## Exercise objective
Within the records that follow, count the lines containing the string "below". Reply only with the count.

Photo-based referring expression data:
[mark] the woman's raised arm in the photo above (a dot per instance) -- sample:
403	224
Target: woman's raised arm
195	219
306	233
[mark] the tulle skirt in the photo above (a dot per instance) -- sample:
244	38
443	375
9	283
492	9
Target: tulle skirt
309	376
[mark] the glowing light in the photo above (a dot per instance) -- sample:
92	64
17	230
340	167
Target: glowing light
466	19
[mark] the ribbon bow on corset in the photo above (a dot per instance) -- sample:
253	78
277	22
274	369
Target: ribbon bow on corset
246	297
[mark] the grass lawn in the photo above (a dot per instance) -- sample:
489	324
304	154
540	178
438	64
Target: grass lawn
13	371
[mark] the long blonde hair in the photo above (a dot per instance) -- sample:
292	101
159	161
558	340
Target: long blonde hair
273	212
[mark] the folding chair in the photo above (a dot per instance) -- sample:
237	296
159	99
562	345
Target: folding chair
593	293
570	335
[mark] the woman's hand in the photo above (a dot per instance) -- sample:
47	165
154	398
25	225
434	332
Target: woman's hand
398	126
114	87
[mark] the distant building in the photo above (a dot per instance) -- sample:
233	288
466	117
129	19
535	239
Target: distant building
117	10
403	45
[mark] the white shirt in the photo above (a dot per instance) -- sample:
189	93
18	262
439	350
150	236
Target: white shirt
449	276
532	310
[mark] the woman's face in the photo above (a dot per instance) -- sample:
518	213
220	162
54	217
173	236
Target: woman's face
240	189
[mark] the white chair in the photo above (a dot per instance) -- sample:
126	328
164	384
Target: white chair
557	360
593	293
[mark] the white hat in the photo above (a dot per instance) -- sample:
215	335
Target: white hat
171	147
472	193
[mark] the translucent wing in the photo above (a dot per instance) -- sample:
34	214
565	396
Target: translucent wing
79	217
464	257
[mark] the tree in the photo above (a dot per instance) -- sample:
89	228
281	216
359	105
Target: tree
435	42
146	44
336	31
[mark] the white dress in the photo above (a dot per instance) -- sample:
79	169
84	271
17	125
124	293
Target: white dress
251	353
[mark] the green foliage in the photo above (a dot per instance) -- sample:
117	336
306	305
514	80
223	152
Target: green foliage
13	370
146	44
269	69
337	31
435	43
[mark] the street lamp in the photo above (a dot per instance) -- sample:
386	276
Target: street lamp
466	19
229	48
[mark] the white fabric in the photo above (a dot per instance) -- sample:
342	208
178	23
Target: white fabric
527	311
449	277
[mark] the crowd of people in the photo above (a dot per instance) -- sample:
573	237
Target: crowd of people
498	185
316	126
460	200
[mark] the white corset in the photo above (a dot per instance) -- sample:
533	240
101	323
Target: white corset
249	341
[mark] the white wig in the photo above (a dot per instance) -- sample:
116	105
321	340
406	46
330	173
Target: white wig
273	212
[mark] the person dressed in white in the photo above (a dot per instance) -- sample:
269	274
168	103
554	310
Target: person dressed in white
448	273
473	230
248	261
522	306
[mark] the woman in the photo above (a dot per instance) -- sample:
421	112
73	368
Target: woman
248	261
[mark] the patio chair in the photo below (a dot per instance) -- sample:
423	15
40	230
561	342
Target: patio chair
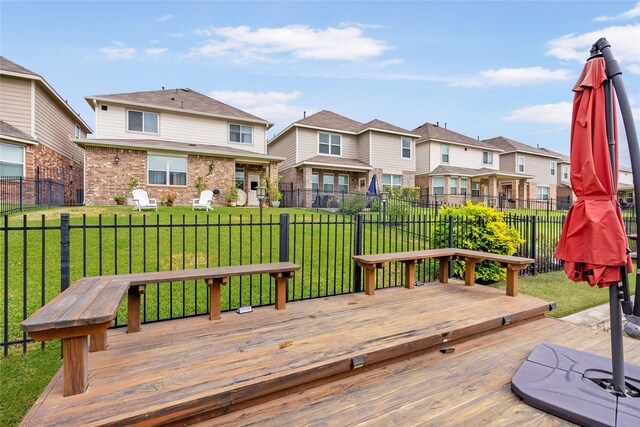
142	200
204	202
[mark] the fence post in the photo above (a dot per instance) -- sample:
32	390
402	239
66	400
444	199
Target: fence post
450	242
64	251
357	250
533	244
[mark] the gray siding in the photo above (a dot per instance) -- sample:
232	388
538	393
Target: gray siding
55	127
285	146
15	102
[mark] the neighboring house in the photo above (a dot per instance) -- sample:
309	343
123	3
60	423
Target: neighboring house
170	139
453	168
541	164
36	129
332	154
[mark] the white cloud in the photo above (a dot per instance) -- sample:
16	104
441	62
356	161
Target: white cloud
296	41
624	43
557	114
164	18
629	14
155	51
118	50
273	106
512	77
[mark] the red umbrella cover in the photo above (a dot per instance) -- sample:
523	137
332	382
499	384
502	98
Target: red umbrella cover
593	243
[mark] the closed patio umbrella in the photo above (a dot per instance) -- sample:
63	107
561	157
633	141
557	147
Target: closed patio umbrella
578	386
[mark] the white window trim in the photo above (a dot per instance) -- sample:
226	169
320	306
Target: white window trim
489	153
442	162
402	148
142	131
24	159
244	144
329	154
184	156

---

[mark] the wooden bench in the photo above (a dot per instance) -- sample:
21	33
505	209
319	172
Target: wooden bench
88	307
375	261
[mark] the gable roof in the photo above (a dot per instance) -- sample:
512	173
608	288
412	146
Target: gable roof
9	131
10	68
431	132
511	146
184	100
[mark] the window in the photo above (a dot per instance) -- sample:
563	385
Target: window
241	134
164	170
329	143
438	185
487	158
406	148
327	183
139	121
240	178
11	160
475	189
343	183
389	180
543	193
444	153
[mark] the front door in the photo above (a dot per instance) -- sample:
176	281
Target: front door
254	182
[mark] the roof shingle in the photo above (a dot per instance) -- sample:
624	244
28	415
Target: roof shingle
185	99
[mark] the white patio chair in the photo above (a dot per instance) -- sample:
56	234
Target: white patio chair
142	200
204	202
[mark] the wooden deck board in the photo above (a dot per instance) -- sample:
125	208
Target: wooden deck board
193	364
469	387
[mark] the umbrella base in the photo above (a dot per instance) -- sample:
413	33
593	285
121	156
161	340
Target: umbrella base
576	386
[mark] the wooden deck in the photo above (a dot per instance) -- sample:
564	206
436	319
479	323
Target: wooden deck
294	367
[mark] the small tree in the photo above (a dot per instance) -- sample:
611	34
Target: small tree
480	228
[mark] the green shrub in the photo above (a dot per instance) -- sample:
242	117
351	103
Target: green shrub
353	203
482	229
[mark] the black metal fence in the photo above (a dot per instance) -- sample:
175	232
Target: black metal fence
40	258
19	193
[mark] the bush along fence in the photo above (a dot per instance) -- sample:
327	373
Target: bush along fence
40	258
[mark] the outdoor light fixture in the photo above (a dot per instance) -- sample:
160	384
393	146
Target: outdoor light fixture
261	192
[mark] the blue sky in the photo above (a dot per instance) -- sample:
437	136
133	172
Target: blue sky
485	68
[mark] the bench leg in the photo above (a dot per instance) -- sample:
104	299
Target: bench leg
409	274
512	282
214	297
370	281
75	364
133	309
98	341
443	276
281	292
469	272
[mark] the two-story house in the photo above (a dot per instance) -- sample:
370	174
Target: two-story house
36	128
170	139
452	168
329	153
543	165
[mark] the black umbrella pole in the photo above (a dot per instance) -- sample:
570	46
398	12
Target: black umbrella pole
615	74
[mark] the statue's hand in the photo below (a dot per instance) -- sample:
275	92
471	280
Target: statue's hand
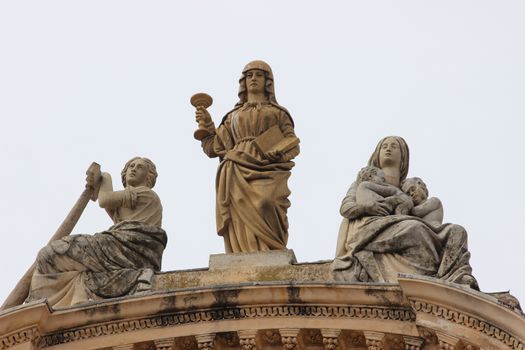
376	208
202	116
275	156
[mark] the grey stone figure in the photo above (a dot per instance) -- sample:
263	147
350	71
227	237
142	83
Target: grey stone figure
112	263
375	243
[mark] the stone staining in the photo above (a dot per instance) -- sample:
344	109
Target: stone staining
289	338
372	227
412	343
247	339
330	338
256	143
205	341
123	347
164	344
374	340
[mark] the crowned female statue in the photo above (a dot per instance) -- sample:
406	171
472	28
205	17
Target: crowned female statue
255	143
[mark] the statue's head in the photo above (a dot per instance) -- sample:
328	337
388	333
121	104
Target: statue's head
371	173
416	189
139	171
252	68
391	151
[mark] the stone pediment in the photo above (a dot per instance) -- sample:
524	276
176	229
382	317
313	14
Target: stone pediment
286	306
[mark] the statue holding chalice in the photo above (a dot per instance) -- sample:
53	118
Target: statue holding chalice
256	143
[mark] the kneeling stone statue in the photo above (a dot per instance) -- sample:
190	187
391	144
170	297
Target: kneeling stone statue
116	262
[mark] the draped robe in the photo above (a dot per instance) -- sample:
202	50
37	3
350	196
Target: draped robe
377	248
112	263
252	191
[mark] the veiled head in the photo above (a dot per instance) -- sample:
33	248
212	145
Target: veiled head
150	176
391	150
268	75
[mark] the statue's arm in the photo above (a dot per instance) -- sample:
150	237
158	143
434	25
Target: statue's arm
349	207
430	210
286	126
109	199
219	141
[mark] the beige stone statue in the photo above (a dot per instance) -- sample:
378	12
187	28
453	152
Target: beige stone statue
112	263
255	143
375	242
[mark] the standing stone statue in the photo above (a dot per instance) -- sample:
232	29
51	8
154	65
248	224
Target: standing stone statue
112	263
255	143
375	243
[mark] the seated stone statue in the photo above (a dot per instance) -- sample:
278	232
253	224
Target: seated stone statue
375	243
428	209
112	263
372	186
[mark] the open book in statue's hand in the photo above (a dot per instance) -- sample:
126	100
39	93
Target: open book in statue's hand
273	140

## Task answer
2